§ **RECORDS PROVIDED**:
>>>

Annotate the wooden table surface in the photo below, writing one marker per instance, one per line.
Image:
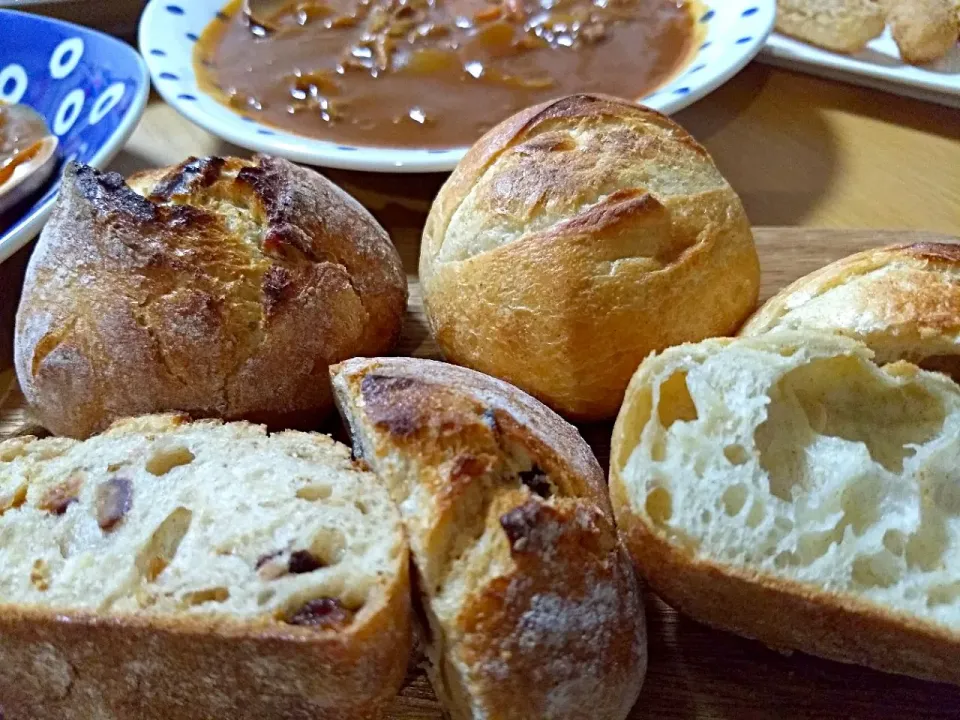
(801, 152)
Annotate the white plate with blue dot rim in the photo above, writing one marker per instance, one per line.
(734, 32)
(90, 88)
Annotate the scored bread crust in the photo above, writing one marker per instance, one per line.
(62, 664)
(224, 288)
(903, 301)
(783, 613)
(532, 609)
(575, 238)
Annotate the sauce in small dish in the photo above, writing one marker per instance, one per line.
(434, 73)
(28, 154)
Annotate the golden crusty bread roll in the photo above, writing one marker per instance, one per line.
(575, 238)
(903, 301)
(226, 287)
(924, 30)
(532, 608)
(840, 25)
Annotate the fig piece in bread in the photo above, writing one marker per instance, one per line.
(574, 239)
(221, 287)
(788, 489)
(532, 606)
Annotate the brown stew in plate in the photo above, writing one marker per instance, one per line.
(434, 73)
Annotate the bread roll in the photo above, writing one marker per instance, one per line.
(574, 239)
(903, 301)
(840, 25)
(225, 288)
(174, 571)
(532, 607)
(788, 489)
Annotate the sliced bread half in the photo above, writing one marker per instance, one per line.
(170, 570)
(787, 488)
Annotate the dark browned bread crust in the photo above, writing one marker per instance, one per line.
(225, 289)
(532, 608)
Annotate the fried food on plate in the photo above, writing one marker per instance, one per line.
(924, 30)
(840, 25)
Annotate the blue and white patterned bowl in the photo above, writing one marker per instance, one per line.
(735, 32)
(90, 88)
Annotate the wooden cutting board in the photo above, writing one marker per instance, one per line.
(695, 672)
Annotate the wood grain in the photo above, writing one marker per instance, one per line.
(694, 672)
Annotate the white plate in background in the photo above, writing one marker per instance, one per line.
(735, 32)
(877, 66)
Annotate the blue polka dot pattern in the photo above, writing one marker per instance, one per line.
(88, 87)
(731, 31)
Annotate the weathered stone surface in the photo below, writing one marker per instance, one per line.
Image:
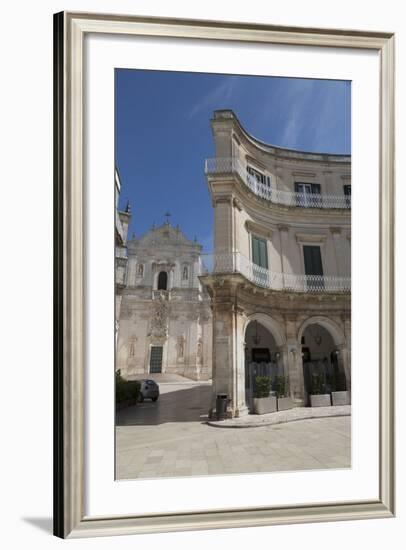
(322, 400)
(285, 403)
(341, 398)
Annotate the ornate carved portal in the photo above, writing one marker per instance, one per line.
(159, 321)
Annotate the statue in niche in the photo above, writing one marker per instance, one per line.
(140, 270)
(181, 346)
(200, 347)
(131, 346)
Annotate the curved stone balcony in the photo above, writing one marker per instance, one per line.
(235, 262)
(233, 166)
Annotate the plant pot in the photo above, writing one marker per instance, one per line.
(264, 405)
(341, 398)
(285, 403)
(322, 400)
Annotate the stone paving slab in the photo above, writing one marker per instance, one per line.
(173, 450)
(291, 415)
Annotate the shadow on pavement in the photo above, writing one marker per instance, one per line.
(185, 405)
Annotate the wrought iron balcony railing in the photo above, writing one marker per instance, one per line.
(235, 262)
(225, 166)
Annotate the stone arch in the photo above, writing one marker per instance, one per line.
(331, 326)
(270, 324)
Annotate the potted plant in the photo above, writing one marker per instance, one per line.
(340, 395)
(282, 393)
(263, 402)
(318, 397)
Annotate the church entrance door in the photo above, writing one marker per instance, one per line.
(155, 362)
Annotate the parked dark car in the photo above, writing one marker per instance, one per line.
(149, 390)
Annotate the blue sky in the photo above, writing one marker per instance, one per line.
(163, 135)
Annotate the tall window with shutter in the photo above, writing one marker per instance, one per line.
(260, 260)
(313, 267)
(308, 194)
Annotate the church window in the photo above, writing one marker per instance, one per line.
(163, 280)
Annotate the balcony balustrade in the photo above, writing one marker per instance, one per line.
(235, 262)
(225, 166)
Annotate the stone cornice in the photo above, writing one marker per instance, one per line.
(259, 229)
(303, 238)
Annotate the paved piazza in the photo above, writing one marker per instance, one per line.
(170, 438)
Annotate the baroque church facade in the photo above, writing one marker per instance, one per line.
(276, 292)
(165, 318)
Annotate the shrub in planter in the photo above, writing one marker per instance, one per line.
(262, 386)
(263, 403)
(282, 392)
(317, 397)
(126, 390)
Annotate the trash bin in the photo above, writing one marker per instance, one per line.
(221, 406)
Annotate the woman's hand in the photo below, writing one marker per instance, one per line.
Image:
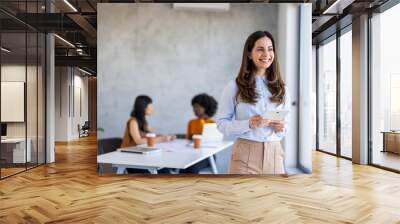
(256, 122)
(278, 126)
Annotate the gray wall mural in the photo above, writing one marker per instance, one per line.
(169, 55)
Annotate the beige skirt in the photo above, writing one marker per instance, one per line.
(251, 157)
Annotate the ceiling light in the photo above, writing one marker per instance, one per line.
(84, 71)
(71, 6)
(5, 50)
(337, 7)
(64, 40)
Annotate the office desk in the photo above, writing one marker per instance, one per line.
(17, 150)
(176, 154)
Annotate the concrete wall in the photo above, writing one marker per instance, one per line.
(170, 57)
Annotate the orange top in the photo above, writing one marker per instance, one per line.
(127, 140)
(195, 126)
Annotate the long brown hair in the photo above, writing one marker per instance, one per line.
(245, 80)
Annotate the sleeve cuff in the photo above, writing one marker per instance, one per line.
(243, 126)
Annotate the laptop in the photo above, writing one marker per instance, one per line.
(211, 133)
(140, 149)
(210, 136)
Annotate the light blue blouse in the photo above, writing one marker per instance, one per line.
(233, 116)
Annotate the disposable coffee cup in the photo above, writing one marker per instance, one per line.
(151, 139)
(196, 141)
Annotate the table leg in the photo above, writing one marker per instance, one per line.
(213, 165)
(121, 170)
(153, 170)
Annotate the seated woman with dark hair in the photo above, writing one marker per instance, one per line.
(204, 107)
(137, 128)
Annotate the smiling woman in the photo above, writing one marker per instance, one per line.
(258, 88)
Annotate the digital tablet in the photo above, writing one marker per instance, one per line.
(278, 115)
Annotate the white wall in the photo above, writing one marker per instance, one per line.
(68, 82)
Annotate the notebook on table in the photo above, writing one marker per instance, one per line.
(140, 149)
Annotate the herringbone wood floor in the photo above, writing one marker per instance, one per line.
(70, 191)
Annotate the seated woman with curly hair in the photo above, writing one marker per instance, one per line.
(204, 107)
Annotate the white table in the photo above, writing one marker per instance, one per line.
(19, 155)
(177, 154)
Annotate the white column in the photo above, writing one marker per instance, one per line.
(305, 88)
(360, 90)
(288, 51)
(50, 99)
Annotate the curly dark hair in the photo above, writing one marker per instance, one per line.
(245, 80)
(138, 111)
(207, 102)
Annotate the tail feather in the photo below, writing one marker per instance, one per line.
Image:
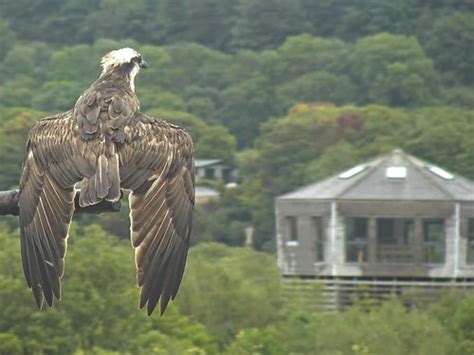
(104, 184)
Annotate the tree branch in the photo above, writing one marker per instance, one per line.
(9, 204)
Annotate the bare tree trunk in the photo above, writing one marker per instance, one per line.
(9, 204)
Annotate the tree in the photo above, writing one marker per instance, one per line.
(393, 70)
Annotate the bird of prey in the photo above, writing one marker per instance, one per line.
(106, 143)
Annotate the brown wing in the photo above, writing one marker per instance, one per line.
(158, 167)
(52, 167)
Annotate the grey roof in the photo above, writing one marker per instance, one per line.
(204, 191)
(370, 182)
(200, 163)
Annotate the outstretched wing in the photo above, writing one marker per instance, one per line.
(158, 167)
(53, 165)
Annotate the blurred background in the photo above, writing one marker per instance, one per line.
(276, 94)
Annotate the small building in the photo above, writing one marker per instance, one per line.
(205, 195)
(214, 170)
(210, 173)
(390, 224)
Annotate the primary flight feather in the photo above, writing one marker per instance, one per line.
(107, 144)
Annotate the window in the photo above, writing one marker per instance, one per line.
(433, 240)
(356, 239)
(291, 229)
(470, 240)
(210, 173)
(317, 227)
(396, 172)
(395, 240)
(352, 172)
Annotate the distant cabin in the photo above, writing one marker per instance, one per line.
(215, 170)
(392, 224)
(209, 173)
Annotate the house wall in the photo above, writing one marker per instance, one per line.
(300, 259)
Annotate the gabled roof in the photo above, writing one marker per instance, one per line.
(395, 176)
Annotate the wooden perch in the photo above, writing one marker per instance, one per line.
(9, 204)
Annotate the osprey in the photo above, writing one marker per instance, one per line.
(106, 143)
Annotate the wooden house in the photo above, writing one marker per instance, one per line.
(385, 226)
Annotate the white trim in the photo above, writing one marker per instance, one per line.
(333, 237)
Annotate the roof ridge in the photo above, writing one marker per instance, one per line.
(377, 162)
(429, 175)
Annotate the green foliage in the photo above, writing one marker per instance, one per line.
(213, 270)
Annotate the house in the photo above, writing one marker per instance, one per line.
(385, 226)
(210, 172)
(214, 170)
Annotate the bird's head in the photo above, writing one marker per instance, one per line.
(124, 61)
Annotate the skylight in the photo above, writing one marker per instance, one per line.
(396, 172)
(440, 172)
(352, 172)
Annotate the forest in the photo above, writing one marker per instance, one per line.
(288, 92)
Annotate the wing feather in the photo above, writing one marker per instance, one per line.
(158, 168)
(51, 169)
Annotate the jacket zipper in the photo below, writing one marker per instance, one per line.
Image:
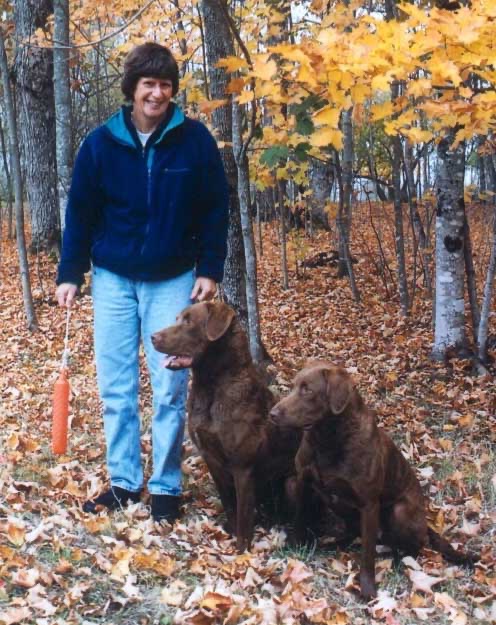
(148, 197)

<<<
>>>

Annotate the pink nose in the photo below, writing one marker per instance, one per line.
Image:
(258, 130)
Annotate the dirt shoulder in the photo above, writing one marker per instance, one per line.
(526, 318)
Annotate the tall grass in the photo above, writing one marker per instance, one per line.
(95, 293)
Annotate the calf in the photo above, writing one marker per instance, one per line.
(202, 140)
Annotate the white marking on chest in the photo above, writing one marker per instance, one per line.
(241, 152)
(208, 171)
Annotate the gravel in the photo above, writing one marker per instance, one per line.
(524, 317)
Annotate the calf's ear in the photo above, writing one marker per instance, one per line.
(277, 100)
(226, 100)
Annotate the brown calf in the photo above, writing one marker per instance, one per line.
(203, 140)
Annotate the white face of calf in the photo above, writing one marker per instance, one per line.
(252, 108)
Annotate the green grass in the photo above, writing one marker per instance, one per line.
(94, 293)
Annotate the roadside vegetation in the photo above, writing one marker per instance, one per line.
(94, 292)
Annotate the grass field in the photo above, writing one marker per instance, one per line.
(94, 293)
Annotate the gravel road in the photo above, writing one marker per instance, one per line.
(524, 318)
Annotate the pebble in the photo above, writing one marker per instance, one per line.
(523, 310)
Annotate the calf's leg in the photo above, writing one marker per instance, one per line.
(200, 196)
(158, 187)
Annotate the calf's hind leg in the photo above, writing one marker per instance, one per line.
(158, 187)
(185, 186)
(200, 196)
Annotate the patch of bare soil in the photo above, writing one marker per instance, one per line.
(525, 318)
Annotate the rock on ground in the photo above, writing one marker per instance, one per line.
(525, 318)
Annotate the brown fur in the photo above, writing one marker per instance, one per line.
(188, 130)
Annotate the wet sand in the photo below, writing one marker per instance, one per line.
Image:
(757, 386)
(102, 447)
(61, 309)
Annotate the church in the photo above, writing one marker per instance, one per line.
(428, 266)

<<<
>>>

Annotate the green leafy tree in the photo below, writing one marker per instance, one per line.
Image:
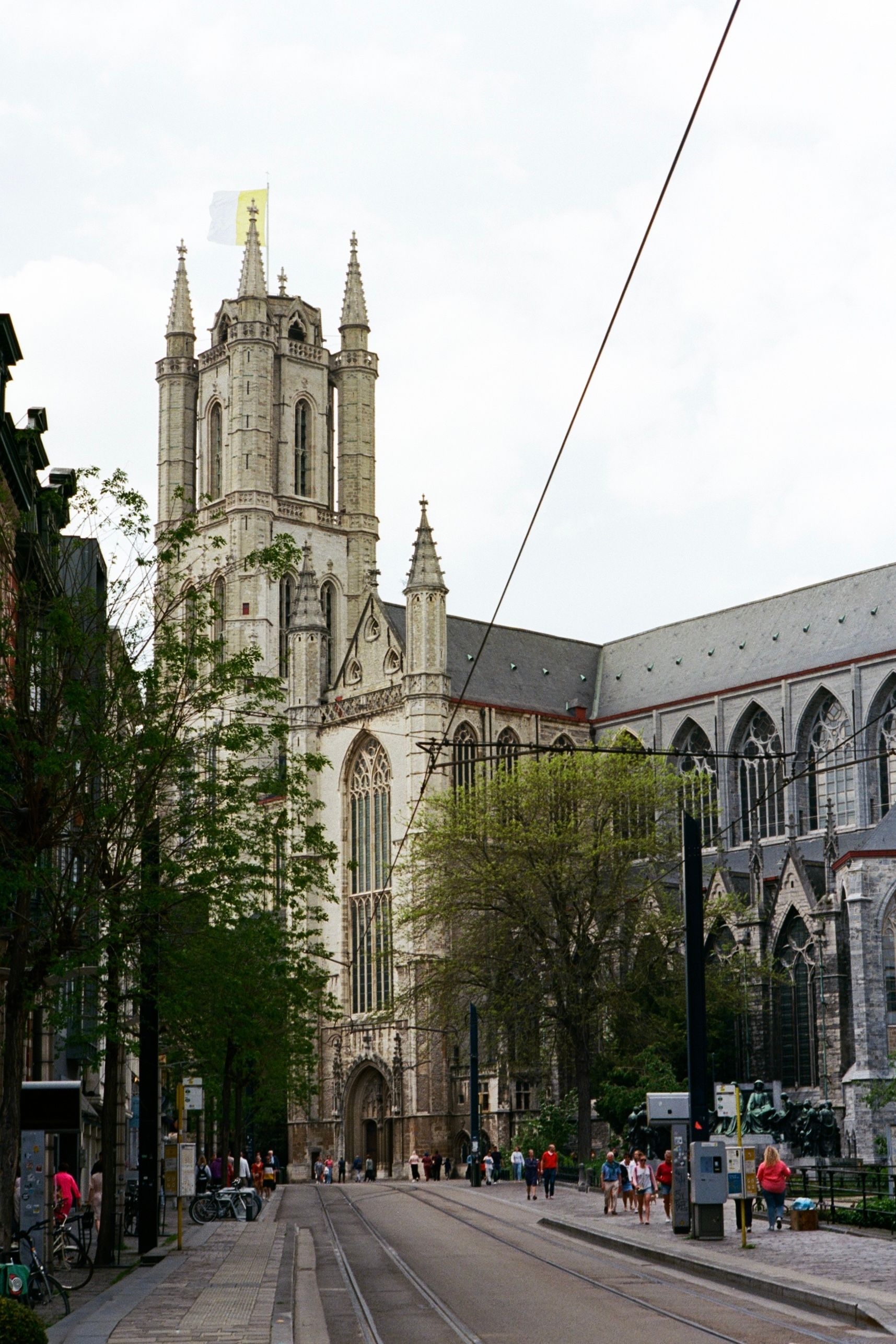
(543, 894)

<<<

§ **EXERCISE BRIEF**: Locate the string "surface" in the listing above and copy every line where it occurs.

§ **EXERCISE RESPONSE**:
Annotate the wooden table surface in the photo below, writing one marker per instance, one per line.
Annotate the weathered stone surface in the photo below, writing one marker per instance, one per line.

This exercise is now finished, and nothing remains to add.